++++ Source extract

Thursday, November 25, 2021

Dave Frishberg Obituary by Gordon Jack

 © Copyright ® Steven Cerra, copyright protected; all rights reserved.


Gordon Jack is a frequent contributor to the Jazz Journal and a very generous friend in allowing JazzProfiles to re-publish his perceptive and well-researched writings on various topics about Jazz and its makers.


Gordon is the author of Fifties Jazz Talk An Oral Retrospective and he also developed the Gerry Mulligan discography in Raymond Horricks’ book Gerry Mulligan’s Ark.


The following article was published in the November 23, 2021 edition of Jazz Journal. 


For more information and subscriptions please visit www.jazzjournal.co.uk


“Long before he became recognised as a high quality song-writer, Dave Frishberg had served time in the fast-lane of the jazz world accompanying Carmen McRae, Anita O’Day, Ben Webster, Gene Krupa, Al Cohn and Zoot Sims. He celebrated those days with his 1992 recording of I Want To Be A Sideman which opens with a satirical nod to In The Mood. Rosemary Clooney with Count Basie and Susannah McCorkle both covered it a little later.

++++++++
++++ Material shown

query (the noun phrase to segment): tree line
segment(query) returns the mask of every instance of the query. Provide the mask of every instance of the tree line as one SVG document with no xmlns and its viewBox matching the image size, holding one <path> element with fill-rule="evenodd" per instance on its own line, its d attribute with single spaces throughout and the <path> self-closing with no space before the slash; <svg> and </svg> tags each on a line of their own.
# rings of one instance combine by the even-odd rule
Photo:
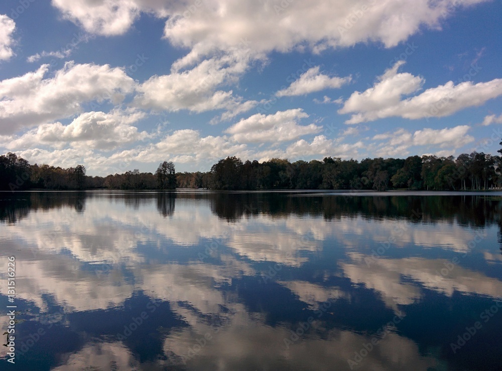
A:
<svg viewBox="0 0 502 371">
<path fill-rule="evenodd" d="M 63 168 L 47 164 L 30 165 L 9 152 L 0 156 L 0 191 L 32 189 L 50 190 L 110 189 L 118 190 L 174 190 L 177 188 L 174 164 L 164 161 L 155 173 L 138 169 L 106 176 L 86 175 L 85 167 Z"/>
<path fill-rule="evenodd" d="M 178 174 L 179 187 L 215 190 L 372 190 L 480 191 L 499 188 L 500 158 L 484 153 L 455 158 L 435 155 L 342 160 L 326 157 L 290 162 L 273 158 L 243 162 L 228 157 L 209 173 Z"/>
<path fill-rule="evenodd" d="M 501 143 L 502 144 L 502 143 Z M 498 151 L 502 154 L 502 149 Z M 500 187 L 499 156 L 473 152 L 455 158 L 434 155 L 401 158 L 290 162 L 273 158 L 242 162 L 229 156 L 207 172 L 175 172 L 172 162 L 161 163 L 155 173 L 138 169 L 106 176 L 86 175 L 85 167 L 63 168 L 30 165 L 9 153 L 0 156 L 0 190 L 373 190 L 480 191 Z"/>
</svg>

++++++++

● Goal of the exercise
Retype the Dave Frishberg obituary page from the top of the page, reproducing every line word for word.

● Response box
Thursday, November 25, 2021

Dave Frishberg Obituary by Gordon Jack

 © Copyright ® Steven Cerra, copyright protected; all rights reserved.


Gordon Jack is a frequent contributor to the Jazz Journal and a very generous friend in allowing JazzProfiles to re-publish his perceptive and well-researched writings on various topics about Jazz and its makers.


Gordon is the author of Fifties Jazz Talk An Oral Retrospective and he also developed the Gerry Mulligan discography in Raymond Horricks’ book Gerry Mulligan’s Ark.


The following article was published in the November 23, 2021 edition of Jazz Journal. 


For more information and subscriptions please visit www.jazzjournal.co.uk


“Long before he became recognised as a high quality song-writer, Dave Frishberg had served time in the fast-lane of the jazz world accompanying Carmen McRae, Anita O’Day, Ben Webster, Gene Krupa, Al Cohn and Zoot Sims. He celebrated those days with his 1992 recording of I Want To Be A Sideman which opens with a satirical nod to In The Mood. Rosemary Clooney with Count Basie and Susannah McCorkle both covered it a little later.